-- WORK ORDER --
Using the records below, quote only the span that opens with the line containing "Label a point on each instance of the grass" and closes with the line containing "Label a point on each instance of the creek", exactly and inclusively.

-- MATERIAL TO PROCESS --

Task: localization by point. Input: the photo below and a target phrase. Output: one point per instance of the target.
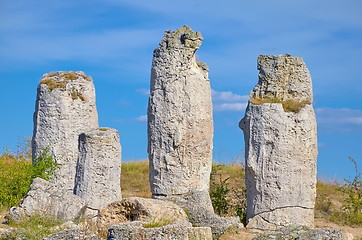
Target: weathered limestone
(65, 107)
(46, 198)
(99, 167)
(281, 146)
(180, 124)
(178, 231)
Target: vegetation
(17, 172)
(53, 84)
(288, 105)
(70, 76)
(35, 227)
(339, 202)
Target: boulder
(302, 233)
(99, 167)
(180, 123)
(65, 107)
(280, 135)
(140, 209)
(140, 230)
(46, 198)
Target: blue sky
(113, 41)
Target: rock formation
(99, 167)
(65, 107)
(180, 124)
(46, 198)
(302, 232)
(137, 230)
(281, 145)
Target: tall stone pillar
(180, 123)
(99, 167)
(65, 107)
(280, 135)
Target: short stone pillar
(99, 167)
(180, 123)
(280, 135)
(65, 107)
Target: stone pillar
(65, 107)
(280, 135)
(99, 168)
(180, 123)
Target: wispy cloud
(339, 120)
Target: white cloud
(343, 120)
(142, 118)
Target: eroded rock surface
(281, 147)
(140, 209)
(46, 198)
(180, 124)
(303, 233)
(65, 107)
(99, 167)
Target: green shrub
(17, 172)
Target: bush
(17, 172)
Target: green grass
(134, 179)
(158, 223)
(288, 105)
(33, 228)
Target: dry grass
(134, 179)
(288, 105)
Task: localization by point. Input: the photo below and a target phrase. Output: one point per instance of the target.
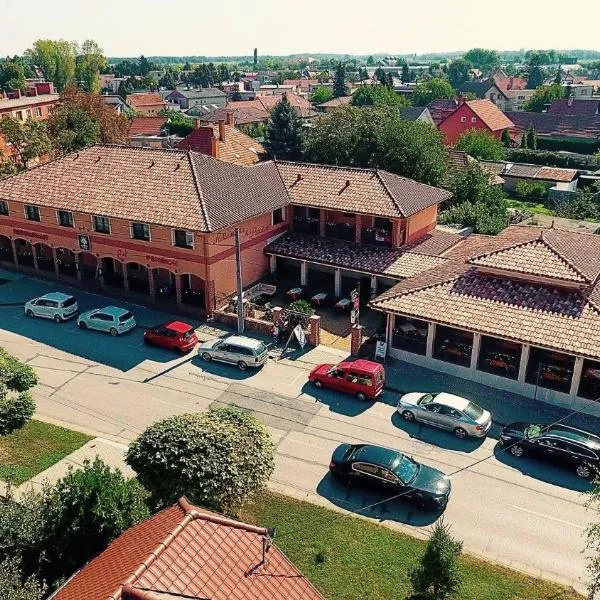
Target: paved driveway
(519, 512)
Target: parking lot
(115, 387)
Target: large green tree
(435, 88)
(480, 144)
(28, 138)
(372, 95)
(57, 58)
(378, 137)
(220, 458)
(284, 137)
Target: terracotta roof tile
(366, 191)
(198, 554)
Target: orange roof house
(474, 114)
(188, 552)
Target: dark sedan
(391, 471)
(559, 444)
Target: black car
(558, 443)
(393, 472)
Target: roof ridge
(202, 203)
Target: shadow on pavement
(353, 498)
(544, 471)
(337, 402)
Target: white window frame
(72, 226)
(132, 223)
(33, 206)
(94, 225)
(188, 235)
(282, 216)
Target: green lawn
(34, 448)
(350, 558)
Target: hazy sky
(215, 27)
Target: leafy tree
(437, 576)
(380, 138)
(480, 144)
(90, 62)
(536, 77)
(531, 138)
(543, 95)
(14, 586)
(458, 71)
(219, 458)
(12, 76)
(28, 138)
(57, 58)
(284, 136)
(81, 120)
(485, 60)
(339, 81)
(432, 89)
(83, 512)
(370, 95)
(321, 94)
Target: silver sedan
(446, 411)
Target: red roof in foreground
(188, 552)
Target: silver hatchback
(446, 411)
(236, 349)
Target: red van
(361, 378)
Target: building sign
(85, 243)
(33, 234)
(161, 260)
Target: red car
(173, 335)
(361, 378)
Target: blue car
(111, 319)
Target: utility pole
(238, 272)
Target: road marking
(533, 512)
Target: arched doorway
(45, 258)
(112, 272)
(88, 266)
(65, 259)
(6, 253)
(137, 277)
(24, 253)
(192, 290)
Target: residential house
(517, 311)
(223, 141)
(188, 552)
(146, 103)
(189, 98)
(482, 115)
(171, 226)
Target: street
(520, 512)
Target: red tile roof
(188, 552)
(146, 125)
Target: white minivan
(56, 305)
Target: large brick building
(160, 224)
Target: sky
(279, 27)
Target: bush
(219, 459)
(15, 411)
(83, 512)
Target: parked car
(446, 411)
(393, 472)
(111, 319)
(173, 335)
(361, 378)
(236, 349)
(560, 444)
(56, 305)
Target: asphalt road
(519, 512)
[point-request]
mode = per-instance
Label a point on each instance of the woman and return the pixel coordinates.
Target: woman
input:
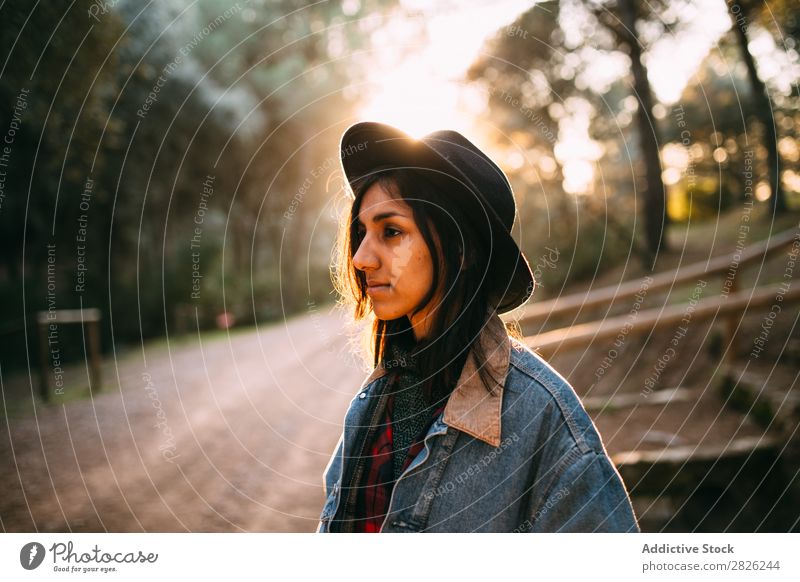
(460, 427)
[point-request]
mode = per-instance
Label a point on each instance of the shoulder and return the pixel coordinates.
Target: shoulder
(541, 391)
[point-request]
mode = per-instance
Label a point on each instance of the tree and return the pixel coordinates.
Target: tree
(742, 13)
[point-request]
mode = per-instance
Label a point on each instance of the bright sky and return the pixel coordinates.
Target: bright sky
(419, 90)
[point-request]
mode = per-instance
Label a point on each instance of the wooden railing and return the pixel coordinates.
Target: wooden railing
(607, 295)
(730, 305)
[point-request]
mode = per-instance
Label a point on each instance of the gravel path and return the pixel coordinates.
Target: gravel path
(226, 435)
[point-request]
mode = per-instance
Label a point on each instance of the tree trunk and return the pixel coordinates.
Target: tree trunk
(655, 209)
(740, 14)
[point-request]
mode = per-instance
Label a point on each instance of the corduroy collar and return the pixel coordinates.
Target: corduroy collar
(472, 408)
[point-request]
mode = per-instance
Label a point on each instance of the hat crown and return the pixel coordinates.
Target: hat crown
(477, 170)
(481, 189)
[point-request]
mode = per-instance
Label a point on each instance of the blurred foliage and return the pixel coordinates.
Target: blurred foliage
(534, 71)
(148, 102)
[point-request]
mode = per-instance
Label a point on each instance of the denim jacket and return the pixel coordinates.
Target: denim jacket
(524, 457)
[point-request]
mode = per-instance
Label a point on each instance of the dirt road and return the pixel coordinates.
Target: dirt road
(225, 435)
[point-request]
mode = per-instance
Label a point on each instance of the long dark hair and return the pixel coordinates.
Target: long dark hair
(461, 275)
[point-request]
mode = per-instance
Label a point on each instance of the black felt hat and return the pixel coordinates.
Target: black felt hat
(477, 185)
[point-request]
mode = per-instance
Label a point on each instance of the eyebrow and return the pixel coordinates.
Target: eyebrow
(382, 216)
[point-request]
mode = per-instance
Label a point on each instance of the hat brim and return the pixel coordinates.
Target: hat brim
(370, 147)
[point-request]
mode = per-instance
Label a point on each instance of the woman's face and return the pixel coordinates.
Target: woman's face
(394, 258)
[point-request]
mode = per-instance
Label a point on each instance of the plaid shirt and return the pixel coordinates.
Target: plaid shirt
(372, 502)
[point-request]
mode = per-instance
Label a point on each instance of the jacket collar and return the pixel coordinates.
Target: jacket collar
(472, 408)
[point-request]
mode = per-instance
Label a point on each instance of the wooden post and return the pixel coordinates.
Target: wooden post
(44, 359)
(95, 384)
(89, 316)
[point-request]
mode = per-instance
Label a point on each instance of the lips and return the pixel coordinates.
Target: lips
(376, 286)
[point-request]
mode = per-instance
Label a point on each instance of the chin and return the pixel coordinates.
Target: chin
(386, 313)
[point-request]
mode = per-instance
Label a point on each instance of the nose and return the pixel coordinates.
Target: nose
(365, 258)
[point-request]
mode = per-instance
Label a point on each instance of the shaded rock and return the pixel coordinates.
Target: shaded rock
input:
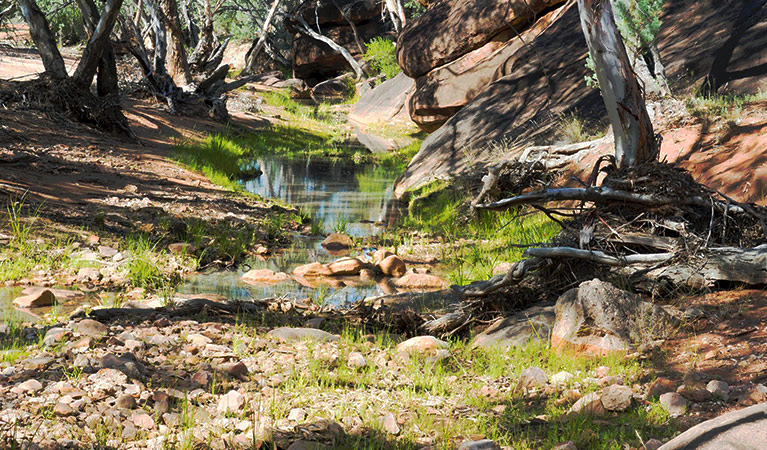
(532, 324)
(532, 377)
(232, 401)
(673, 403)
(36, 300)
(266, 276)
(337, 241)
(307, 445)
(333, 90)
(389, 424)
(312, 270)
(562, 377)
(719, 389)
(484, 444)
(392, 266)
(380, 255)
(618, 319)
(314, 61)
(288, 334)
(346, 266)
(56, 335)
(659, 387)
(385, 103)
(297, 414)
(590, 403)
(423, 345)
(126, 401)
(91, 328)
(745, 429)
(420, 281)
(617, 397)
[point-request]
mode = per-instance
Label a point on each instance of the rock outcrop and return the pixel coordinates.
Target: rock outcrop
(543, 79)
(313, 61)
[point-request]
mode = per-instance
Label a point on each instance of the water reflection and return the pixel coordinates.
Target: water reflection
(333, 191)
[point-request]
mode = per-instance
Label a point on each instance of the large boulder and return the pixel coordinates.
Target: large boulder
(598, 318)
(314, 61)
(386, 103)
(745, 429)
(546, 81)
(452, 28)
(445, 90)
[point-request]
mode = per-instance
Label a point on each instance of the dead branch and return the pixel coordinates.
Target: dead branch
(598, 256)
(602, 195)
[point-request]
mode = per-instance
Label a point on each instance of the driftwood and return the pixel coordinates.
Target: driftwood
(304, 29)
(179, 308)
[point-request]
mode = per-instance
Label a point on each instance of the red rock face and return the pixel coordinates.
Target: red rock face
(452, 28)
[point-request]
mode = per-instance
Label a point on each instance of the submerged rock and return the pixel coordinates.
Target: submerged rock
(36, 300)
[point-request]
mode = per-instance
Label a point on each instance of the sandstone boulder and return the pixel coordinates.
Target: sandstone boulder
(312, 270)
(547, 81)
(442, 92)
(36, 300)
(745, 429)
(386, 103)
(264, 276)
(616, 320)
(392, 266)
(346, 266)
(420, 281)
(452, 28)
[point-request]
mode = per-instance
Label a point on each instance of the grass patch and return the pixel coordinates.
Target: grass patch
(468, 394)
(474, 242)
(725, 106)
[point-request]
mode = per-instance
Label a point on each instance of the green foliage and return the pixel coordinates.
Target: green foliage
(382, 57)
(638, 22)
(65, 21)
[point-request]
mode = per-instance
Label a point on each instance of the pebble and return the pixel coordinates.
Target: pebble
(356, 360)
(673, 403)
(390, 424)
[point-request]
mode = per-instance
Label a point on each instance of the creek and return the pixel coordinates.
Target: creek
(336, 194)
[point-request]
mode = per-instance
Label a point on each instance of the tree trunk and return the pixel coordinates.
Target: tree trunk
(255, 49)
(43, 39)
(178, 61)
(397, 14)
(106, 83)
(634, 138)
(304, 28)
(97, 44)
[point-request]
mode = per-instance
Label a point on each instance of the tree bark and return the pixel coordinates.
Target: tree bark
(304, 29)
(43, 39)
(255, 49)
(106, 82)
(97, 44)
(178, 61)
(634, 138)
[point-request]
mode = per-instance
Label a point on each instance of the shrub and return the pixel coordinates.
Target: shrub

-- ANSWER TO THE PROBLEM --
Label a point on each instance of the grass patch and return the pixel coordinates.
Target: grass patch
(468, 394)
(474, 242)
(725, 106)
[point-request]
mode = per-instance
Label a point on each instance of the green foliage and return the pixel coordinates.
Target: green foliage
(382, 57)
(638, 22)
(65, 21)
[point-request]
mode = per-instance
Label a point on each instance of the pebble and return the pixel coordinates.
Target: pebble
(356, 360)
(673, 403)
(390, 424)
[point-request]
mode = per-instance
Label a point on each instance of the creek and return the pixel coordinates.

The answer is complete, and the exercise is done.